> _EXTRACT PROVIDED_
-- Opening Marker --

Tag Archives: ct scan

The Pan-Scan For Trauma

Diagnostic imaging is a mainstay in diagnosing injuries in major trauma patients. But the big questions are, how much is enough and how much is too much? X-radiation is invisible but not inocuous. Trauma professionals tend to pay little attention to radiation that they can’t see in order to diagnose things they can’t otherwise see. And which may not even be there.

There are two major camps working in emergency departments: scan selectively and scan everything. It all boils down to a balance between irradiating enough to be satisfied that nothing has been missed, and irradiating too much and causing harm later. 

A very enlightening study was published last year from the group at the University of New South Wales. They prospectively looked at their experience while moving from selective scanning to pan-scanning.They studied over 600 patients in each cohort, looking at radiation exposure, missed injuries, and patient injury and discharge disposition variables.

Here are the interesting findings:

  • Absolute risk of receiving a higher radiation dose increased from 12% to 20%. This translates to 1 extra person of every 13 evaluated receiving a higher dose.
  • The incidence of receiving >20 mSv radiation dose nearly doubled after pan-scanning. This is the threshold at which we believe that cancer risk changes from low (<1:1000) to moderate (>1:1000).

-- Closing Marker --

> _DATA RECORDS_
-- Opening Marker --

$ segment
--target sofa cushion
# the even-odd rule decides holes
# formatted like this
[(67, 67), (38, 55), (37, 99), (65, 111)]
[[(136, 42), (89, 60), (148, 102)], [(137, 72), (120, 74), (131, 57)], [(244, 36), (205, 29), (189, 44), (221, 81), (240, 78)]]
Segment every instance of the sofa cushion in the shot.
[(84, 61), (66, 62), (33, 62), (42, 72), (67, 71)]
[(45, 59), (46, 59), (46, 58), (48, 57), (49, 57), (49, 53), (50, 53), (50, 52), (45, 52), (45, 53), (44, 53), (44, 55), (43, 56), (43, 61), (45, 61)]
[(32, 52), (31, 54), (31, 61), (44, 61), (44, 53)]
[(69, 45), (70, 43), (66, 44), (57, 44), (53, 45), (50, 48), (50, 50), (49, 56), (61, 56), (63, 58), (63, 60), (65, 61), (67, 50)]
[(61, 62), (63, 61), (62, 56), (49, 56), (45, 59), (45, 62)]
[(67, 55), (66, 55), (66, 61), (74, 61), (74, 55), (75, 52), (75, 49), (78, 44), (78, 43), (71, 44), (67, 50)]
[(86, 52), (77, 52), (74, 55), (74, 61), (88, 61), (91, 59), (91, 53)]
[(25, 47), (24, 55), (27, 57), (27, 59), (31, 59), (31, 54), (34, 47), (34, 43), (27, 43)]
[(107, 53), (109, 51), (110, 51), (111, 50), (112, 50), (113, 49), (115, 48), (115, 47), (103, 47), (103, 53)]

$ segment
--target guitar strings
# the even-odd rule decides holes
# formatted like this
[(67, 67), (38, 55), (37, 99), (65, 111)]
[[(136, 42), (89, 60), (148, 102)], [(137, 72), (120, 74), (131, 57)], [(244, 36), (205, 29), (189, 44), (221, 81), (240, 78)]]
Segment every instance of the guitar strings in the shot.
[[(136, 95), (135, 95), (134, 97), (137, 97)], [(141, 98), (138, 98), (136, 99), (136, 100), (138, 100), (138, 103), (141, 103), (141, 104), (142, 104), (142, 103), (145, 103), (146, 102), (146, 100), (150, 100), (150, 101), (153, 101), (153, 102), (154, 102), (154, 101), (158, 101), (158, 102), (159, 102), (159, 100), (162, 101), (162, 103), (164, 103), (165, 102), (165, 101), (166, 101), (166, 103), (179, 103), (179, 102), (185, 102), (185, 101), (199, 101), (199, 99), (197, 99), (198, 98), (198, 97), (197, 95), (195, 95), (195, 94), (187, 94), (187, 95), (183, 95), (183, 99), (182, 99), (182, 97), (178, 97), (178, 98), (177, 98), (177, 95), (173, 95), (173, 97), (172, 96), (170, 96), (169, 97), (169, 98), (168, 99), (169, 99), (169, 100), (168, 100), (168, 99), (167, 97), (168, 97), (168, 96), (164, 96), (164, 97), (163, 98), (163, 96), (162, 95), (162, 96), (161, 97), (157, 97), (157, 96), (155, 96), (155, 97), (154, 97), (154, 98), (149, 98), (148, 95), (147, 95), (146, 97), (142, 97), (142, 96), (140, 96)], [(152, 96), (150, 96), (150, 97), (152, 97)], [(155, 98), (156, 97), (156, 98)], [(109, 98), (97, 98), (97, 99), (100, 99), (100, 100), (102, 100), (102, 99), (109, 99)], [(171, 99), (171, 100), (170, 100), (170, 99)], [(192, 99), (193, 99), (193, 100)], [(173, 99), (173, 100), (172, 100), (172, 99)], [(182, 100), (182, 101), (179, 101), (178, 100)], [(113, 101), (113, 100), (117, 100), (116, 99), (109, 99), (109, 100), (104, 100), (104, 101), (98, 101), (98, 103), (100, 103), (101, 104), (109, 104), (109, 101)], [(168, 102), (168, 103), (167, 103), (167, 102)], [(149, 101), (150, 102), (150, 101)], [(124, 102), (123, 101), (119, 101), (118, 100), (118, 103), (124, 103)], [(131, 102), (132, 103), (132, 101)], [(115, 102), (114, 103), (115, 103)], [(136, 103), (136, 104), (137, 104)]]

-- Closing Marker --

> _LIST OF TASKS_
A - Translate this sentence from the trauma imaging article into Spanish: "There are two major camps working in emergency departments: scan selectively and scan everything."
B - In the two bulleted findings of the pan-scan article, list every numeric figure as it appears, including any % sign, unit, or < or > sign attached to it.
C - Write the next part of the article on pan-scanning for trauma, picking up after its last sentence.

> _LIST OF ANSWERS_
A - Hay dos grandes bandos que trabajan en los servicios de urgencias: escanear de forma selectiva y escanearlo todo.

B -
- 12%
- 20%
- 1
- 13
- >20 mSv
- <1:1000
- >1:1000

C -
  • The risk of receiving >20 mSv was lower in less severely injured patients (sigh of relief)
  • There were 6 missed injuries with selective scanning and 4 with pan-scanning (not significant). All were relatively minor.

Bottom line: Granted, the study groups are relatively small, and the science behind radiation risk is not very exact. But this study is very provocative because it shows that radiation dose increases significantly when pan-scan is used, but there was no benefit in terms of decreased missed injury. If we look at the likelihood of being helped vs harmed, patients are 26 times more likely to be harmed in the long term as they are to be helped in the short term. The defensive medicine naysayers will always argue about “that one catastrophic case” that will be missed, but I’m concerned that we’re creating some problems for our patients in the distant future that we are not worrying enough about right now.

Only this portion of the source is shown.